Data to process: Begin

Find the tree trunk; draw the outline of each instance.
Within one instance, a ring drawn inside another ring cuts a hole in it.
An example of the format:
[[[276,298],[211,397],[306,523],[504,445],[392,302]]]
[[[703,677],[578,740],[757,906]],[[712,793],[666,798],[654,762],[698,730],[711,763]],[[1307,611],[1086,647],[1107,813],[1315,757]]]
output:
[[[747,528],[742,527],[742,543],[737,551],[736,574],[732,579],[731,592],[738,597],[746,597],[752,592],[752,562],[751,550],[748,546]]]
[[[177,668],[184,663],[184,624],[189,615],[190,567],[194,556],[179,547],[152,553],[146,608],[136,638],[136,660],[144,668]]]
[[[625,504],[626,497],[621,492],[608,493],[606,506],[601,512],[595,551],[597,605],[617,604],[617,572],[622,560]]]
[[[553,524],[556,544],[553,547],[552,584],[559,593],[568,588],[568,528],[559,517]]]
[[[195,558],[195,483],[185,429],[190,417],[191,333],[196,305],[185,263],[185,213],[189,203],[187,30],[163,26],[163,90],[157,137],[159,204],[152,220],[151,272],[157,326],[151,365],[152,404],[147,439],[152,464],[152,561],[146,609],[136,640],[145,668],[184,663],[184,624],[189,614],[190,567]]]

Data to process: End

The task => Both the first line of the data above and the line with "[[[276,298],[211,397],[306,523],[504,445],[392,302]]]" must be included; please return exactly those lines and the ones between them.

Exercise output =>
Find the tree trunk; draw the outline of each instance.
Within one instance, a ring drawn inside another ring cuts a hole in it.
An example of the format:
[[[276,298],[211,397],[306,523],[504,445],[392,302]]]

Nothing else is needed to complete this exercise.